Region pointing data:
━━━━━━━━━━━━━━━━

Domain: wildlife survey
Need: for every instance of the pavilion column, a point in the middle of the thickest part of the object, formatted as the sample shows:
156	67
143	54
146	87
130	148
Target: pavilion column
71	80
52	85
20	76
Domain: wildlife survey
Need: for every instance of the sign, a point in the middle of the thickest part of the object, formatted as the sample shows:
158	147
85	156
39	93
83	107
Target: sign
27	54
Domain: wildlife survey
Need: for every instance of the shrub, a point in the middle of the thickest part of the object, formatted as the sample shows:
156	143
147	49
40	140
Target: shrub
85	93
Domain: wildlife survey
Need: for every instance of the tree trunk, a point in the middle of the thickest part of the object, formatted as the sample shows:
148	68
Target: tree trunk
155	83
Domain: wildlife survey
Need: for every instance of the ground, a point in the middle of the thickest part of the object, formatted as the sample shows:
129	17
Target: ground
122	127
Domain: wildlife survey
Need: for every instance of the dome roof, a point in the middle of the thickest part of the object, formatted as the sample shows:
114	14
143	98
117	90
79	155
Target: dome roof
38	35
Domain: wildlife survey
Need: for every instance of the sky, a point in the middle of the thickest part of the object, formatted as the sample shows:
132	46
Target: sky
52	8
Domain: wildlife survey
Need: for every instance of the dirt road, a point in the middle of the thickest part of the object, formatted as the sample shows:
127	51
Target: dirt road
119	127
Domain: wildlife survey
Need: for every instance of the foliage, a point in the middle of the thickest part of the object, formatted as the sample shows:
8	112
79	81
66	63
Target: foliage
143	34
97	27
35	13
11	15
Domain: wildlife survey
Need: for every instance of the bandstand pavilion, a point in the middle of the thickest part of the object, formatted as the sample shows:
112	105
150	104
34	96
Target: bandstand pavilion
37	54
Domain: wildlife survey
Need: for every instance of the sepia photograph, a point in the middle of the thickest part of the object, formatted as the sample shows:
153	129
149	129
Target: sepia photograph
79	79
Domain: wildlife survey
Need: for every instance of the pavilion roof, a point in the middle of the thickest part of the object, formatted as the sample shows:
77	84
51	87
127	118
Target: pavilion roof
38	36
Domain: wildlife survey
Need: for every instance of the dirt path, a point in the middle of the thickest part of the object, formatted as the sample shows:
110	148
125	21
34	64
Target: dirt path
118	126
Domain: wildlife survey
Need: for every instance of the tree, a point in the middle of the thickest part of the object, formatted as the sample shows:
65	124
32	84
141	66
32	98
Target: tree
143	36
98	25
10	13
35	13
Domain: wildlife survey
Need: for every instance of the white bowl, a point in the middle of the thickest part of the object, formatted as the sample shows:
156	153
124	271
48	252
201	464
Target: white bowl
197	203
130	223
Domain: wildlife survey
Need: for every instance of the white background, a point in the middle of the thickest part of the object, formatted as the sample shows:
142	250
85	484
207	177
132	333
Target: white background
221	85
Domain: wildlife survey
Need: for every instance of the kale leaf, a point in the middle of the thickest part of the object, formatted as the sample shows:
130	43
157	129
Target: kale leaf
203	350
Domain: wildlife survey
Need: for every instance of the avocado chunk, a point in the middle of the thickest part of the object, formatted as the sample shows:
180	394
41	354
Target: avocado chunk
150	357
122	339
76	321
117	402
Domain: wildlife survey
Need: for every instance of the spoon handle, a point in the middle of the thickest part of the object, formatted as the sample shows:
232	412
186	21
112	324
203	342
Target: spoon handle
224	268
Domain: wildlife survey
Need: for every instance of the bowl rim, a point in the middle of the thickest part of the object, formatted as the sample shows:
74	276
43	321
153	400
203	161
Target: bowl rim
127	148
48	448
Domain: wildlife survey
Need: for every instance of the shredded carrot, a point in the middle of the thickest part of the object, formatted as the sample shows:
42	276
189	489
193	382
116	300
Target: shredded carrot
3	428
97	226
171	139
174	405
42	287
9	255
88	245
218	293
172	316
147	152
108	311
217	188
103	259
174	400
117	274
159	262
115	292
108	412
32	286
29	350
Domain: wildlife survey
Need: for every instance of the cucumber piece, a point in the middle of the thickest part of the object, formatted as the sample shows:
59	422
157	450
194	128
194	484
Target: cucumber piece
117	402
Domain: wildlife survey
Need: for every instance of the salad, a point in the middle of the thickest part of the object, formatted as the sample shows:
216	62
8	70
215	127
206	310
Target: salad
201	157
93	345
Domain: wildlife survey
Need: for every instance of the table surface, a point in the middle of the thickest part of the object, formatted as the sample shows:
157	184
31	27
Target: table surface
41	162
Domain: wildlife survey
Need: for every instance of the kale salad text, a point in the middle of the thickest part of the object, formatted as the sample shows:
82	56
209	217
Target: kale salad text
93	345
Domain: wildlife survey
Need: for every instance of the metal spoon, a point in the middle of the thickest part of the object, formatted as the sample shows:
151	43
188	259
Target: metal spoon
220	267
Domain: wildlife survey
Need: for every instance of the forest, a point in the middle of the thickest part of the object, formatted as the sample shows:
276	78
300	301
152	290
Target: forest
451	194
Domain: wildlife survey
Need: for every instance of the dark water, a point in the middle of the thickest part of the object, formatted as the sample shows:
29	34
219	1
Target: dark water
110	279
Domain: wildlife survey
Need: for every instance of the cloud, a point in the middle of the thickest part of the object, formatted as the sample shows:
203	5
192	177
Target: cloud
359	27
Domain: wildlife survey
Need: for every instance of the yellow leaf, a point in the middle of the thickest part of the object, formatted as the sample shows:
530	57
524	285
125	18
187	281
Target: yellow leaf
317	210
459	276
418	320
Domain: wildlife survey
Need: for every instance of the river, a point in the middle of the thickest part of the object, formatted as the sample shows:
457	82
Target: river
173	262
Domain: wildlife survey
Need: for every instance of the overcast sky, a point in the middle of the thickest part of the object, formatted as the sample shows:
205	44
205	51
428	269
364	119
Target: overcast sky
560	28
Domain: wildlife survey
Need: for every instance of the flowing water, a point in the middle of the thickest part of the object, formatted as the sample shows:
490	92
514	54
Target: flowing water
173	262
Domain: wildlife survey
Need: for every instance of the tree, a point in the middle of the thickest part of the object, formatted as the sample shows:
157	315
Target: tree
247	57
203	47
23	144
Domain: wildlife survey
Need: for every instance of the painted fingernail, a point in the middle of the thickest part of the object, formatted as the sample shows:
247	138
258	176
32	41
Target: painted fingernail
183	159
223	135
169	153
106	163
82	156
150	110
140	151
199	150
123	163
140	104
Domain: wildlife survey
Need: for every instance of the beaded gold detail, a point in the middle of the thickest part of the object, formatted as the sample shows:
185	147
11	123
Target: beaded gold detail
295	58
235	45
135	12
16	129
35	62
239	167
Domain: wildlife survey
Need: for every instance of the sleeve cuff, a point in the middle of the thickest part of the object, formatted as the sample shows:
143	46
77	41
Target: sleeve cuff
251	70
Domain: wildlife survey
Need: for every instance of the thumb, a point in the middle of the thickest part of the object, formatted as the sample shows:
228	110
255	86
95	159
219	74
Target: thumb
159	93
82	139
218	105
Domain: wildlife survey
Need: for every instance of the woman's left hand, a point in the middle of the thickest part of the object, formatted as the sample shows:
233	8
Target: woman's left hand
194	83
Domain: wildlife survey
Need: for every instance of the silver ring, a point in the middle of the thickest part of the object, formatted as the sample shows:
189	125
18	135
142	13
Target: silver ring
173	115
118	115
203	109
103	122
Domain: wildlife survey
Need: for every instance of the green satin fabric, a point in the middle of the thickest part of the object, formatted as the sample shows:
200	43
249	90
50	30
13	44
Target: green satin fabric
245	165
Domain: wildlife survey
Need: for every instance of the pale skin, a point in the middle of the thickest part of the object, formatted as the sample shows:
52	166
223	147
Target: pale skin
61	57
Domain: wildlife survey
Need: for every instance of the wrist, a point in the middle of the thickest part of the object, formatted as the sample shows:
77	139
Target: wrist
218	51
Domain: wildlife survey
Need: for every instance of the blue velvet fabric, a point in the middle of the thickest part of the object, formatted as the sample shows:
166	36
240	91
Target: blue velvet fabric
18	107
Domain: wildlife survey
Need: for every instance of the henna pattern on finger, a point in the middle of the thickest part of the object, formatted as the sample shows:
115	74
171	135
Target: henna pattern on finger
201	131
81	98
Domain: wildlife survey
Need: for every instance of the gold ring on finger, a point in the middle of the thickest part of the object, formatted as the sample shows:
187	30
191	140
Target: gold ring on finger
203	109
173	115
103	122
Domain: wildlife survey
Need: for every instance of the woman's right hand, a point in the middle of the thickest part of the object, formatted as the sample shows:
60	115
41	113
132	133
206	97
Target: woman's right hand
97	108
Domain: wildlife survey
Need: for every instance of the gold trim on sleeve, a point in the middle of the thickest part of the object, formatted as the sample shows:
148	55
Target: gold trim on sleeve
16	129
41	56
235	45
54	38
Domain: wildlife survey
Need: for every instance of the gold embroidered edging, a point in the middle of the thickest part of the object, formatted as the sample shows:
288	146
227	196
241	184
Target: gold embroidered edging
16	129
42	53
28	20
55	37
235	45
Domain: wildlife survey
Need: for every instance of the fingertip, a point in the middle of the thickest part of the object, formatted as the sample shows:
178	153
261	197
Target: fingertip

━━━━━━━━━━━━━━━━

TASK OBJECTIVE ::
Your answer should consist of the lines above that hold the word "fingertip".

SOLUTION FOR THIS PROBLEM ::
Need: for every instance of the fingertip, a point in the middle of the thickest part of the object, formatted as the sample shows:
Target: fingertip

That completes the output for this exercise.